• [Textauszug]:
• • • • •

5. SONNTAG der Osterzeit

Evangelium nach Johannes (15,1-8)

 

Bin ich wirklich ein (guter) gläubiger Christ? Wann bin ich das? Zunächst einmal: Christlich glauben ist viel mehr als einige Lehrsätzen, sgn. ‚Glaubenswahrheiten‘ für wahr halten! Ich kann alles über Jesus Christus wissen und all das, was man von ihm erzählt für wahr halten, aber deswegen bin ich noch kein Christ. Mein Verstand sagt „ja“, aber wie ist es mit meinem Herzen?

Oder ist ein guter Christ ein Mensch, der ein anständiges, ordentliches Leben führt, die Gebote hält, sich einsetzt, wo einem anderen Unrecht geschieht, darauf achtet, dass man gut miteinander auskommt? Aber das tun doch auch viele, die nicht an Jesus Christus glauben.

Wann bin ich also ein guter Christ? Auf diese Frage gibt Jesus im heutigen Evangelium eine Antwort, nicht indem er uns eine Definition von „Christsein“ gibt, sondern mit Hilfe eines Bildes. Ein Bild sagt mehr als tausend Worte! Das wunderschöne Bild eines Weinstocks und und seiner Reben.

Ein Rebenzweig kann nur am Leben bleiben, wenn er mit dem Weinstock verbunden ist. Sonst bekommt er keinen Lebenssaft mehr, verliert seine Kraft, verdorrt, stirbt. Denn Früchte, Trauben, kann er - nur aus sich heraus - nicht bringen. So kann ich nur Christ sein, wenn ich in fester Verbundenheit mit Jesus lebe. „Wer mit mir verbunden bleibt, so wie ich mit ihm, in dem kann ich wirken, und er wird viel Frucht tragen.“ Um als Christ leben und handeln zu können, brauche ich die mich bewegende Lebenskraft von Jesus: Seine Gedanken, Vorstellungen, Gefühle, die ich in mir aufnehme, mir aneigne, die mich motivieren und vorantreiben.

Der Apostel Paulus nennt das „die Früchte des Geistes“: Liebe, Freude, Friede, Freundlichkeit, Güte, Treue, Sanftmut und Selbstbeherrschung. Das sind gute Früchte, die unsere menschlichen Beziehungen schöner machen, ja unsere kleine Welt und unser Leben lebenswert machen. Im Grunde genommen sind das alles verschiedene Formen von „einander lieben“. Und so fasst Jesus es auch zusammen: Liebt einander!

• • • • •

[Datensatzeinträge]

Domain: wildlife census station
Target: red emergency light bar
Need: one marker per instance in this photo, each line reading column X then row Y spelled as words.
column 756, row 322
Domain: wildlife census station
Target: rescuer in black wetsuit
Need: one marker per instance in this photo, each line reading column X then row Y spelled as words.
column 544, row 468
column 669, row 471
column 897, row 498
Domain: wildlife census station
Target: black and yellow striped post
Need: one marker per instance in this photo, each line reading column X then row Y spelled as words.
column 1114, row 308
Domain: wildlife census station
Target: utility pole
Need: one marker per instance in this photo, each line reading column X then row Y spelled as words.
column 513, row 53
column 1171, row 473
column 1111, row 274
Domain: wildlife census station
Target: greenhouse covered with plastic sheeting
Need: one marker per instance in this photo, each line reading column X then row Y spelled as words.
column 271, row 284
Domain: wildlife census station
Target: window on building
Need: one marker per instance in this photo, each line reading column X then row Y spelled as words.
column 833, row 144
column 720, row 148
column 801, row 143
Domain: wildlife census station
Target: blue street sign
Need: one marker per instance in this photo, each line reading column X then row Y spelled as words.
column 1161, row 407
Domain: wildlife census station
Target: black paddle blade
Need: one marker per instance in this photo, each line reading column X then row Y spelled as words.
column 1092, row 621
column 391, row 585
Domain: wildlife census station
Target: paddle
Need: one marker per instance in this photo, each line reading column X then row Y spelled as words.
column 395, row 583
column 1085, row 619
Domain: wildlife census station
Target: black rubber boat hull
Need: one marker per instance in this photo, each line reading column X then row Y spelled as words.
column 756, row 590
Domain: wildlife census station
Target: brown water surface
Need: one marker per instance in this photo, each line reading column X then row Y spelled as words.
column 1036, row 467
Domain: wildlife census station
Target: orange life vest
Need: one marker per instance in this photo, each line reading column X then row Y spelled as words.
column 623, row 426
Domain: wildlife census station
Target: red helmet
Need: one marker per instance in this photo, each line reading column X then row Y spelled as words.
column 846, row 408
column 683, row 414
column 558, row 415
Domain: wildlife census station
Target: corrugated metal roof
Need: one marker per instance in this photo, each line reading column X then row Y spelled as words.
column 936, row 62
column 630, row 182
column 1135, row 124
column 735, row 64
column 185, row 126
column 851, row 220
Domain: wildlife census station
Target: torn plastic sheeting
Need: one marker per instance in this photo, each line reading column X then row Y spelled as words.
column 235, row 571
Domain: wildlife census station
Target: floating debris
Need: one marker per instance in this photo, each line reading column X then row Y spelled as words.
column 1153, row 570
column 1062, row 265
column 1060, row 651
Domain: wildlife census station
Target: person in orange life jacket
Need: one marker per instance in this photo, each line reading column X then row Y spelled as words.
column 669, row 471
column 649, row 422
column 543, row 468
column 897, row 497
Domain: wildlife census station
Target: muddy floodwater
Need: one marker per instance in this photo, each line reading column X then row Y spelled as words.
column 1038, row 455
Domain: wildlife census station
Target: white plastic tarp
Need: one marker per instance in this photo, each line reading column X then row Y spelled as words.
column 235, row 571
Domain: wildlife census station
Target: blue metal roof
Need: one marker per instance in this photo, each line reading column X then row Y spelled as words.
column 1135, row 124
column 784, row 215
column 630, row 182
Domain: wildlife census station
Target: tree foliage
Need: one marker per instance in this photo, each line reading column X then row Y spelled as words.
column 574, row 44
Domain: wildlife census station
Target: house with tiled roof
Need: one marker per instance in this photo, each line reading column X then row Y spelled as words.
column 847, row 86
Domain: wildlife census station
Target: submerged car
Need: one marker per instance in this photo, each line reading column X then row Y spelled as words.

• • • • •

Führe die Betrachtung über den Weinstock und die Reben nach ihrem letzten Satz weiter.

Aber er fügt noch etwas Überraschendes hinzu: „Wer das tut, der lebt in Gott, und Gott lebt in ihm.“ Wenn wir lieben, lebt Gott in uns, denn - so heißt es z.B. im ersten Johannesbrief - „Gott ist Liebe“. Es gibt da das wunderschöne Lied (ein Kanon!), wo wir singen: „Ubi Caritas et Amor“ (überall wo geliebt wird), „Deus ibi est“ (dort ist Gott). Überall dort, wo wir einen Mitmenschen lieben (in sehr unterschiedlicher Form), dort ist Gott dabei, dort wirkt Gott in uns, ist seine Liebeskraft in uns tätig, dort lieben wir - zusammen mit Gott, vereint mit Gott - diesen Menschen.

Wir wissen natürlich auch ganz genau, dass wir es oft nicht zusammenbringen, so zu lieben, weil in uns auch andere Kräfte wirken: Neid, Egoismus, Eifersucht, Herrschsucht... Unsere Liebe bleibt immer Stückwerk. Deswegen meint Jesus: Nur wenn ihr mit mir verbunden bleibt - wie die Reben mit dem Weinstock - kann ich in euch, kann Gott in euch - mit seinem Lebenssaft, mit seiner Liebe - wirken.

Deswegen heißt es auch im Johannesbrief (1. Lesung): „Deshalb, meine Kinder, lasst uns einander lieben: nicht mit leeren Worten, sondern mit tatkräftiger Liebe und in aller Aufrichtigkeit. Daran zeigt es sich, dass Jesus Christus unser Leben bestimmt.“ Dann sind wir echte, gläubige Christen.